Well... *getting* a laundry list of what the reviewers see as the fundamental
issues is the first step in resolving them ;)
Dave Chinner Sept. 1, 2019, 10:43 p.m. UTC | #10
On Sat, Aug 31, 2019 at 11:37:27PM -0400, Valdis Klētnieks wrote:
> On Sun, 01 Sep 2019 11:07:21 +1000, Dave Chinner said:
> > Totally irrelevant to the issue at hand. You can easily co-ordinate
> > out of tree contributions through a github tree, or a tree on
> > kernel.org, etc.
> 
> Well.. I'm not personally wedded to the staging tree.  I'm just interested in
> getting a driver done and upstreamed with as little pain as possible. :)

Understood - I'm trying to head off you guys getting delayed
by sitting for a year in the staging tree polishing a turd and not
addressing the things that really need to be done first...

> Is there any preference for github versus kernel.org?  I can set up a github
> tree on my own, no idea who needs to do what for a kernel.org tree.

What ever is most convenient for you to manage and co-ordinate. :P

> Also, this (from another email of yours) was (at least to me) the most useful
> thing said so far:
> 
> > look at what other people have raised w.r.t. to that filesystem -
> > on-disk format validation, re-implementation of largely generic
> > code, lack of namespacing of functions leading to conflicts with
> > generic/VFS functionality, etc.
> 
> All of which are now on the to-do list, thanks.
> 
> Now one big question:
> 
> Should I heave all the vfat stuff overboard and make a module that
> *only* does exfat, or is there enough interest in an extended FAT module
> that does vfat and extfat, in which case the direction should be to re-align
> this module's code with vfat?

I don't know the details of the exfat spec or the code to know what
the best approach is. I've worked fairly closely with Christoph for
more than a decade - you need to think about what he says rather
than /how he says it/ because there's a lot of thought and knowledge
behind his reasoning. Hence if I were implementing exfat and
Christoph was saying "throw it away and extend fs/fat"
then that's what I'd be doing.

A lot of this is largely risk management - there's a good chance
that the people developing the code move on after the project is
done and merged, which leaves the people like Christoph with the
burden of long term code maintenance for that filesystem. There's
enough crusty, old, largely unmaintained filesystem code already,
and we don't want more. Implementing exfat on top of fs/fat kills
two birds with one stone - it modernises the fs/fat code base and
brings new functionality that will have more developers interested
in maintaining it over the long term. So from an overall filesystem
maintenance perspective, building on top of fs/fat makes a lot of
sense to a kernel filesystem developer...

This is not a judgement on the quality of the existing exfat code
or it's developers - it's just that there are very good reasons for
building on existing codebase rather than creating a whole new code
base that has very similar functionality.

□ □ □ □ □ □ □

BRIEF 1: Select every line of the listing that contains the word "fence".
The email and the listing have no connection to each other.

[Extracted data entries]
□ □ □ □ □ □ □

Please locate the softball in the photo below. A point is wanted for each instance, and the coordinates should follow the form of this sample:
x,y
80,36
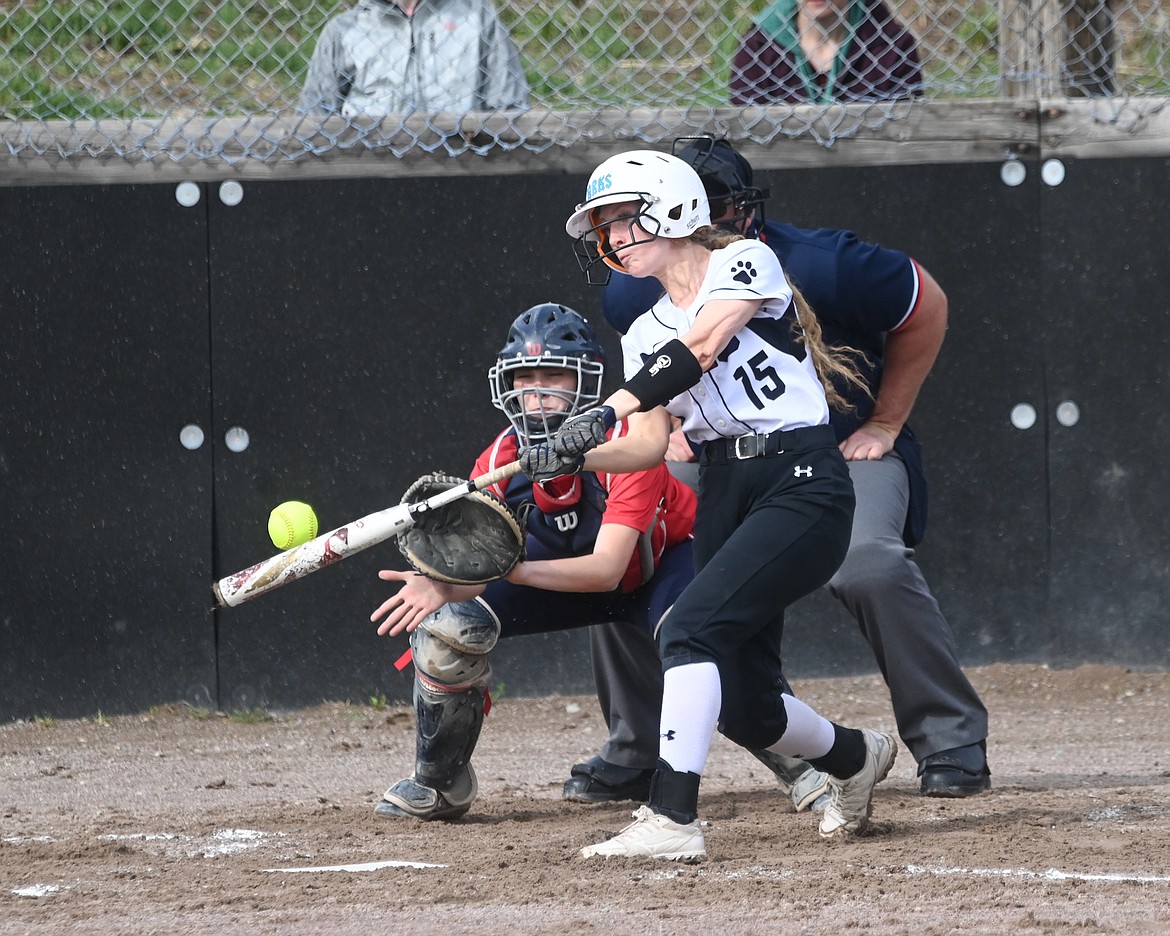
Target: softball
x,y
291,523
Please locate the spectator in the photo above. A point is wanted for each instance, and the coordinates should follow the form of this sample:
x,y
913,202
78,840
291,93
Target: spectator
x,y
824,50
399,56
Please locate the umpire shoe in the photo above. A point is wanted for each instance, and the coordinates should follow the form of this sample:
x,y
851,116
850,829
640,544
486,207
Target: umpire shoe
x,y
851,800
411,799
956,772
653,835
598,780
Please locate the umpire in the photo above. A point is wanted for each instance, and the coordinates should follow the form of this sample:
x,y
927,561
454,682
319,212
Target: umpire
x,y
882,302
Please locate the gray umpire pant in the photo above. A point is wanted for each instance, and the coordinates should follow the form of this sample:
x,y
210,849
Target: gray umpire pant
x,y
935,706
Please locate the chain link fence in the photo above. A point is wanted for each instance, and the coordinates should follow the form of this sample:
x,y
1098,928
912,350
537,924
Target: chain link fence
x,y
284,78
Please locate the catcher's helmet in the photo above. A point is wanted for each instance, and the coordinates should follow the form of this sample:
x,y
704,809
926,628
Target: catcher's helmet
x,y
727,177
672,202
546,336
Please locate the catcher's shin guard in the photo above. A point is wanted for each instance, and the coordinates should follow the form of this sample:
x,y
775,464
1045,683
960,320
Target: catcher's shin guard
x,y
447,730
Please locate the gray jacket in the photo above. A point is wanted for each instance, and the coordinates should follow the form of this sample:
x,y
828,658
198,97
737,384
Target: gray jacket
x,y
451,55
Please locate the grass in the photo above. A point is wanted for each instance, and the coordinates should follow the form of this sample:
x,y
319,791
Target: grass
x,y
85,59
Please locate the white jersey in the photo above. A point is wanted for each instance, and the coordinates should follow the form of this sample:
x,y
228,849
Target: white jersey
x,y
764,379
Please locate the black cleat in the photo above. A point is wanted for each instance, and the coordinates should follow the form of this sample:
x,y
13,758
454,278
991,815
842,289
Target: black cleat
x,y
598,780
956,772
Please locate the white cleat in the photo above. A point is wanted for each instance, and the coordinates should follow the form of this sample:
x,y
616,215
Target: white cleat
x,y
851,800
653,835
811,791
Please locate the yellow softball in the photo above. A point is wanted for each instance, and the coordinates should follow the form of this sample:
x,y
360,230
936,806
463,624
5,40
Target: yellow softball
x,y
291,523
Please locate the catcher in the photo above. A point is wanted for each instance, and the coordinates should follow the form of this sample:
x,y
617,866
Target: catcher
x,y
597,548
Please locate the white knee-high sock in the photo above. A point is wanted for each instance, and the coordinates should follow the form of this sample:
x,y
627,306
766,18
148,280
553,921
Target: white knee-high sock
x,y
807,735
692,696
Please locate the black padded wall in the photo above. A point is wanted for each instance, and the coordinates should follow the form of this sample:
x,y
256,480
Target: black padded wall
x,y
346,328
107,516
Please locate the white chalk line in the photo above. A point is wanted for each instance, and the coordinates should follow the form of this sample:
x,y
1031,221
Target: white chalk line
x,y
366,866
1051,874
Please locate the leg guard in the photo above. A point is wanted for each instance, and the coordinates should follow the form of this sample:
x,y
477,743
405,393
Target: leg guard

□ □ □ □ □ □ □

BRIEF 2: In the email about exfat, what two gains does the writer say come from implementing exfat on top of fs/fat?

COMPLETE ANSWER 1:
Please locate the chain link fence in the photo above. A point is wanted for each instance, and the coordinates should follow the form of this sample:
Target: chain link fence

COMPLETE ANSWER 2: It modernizes the fs/fat code base and brings new functionality that will have more developers interested in maintaining it over the long term.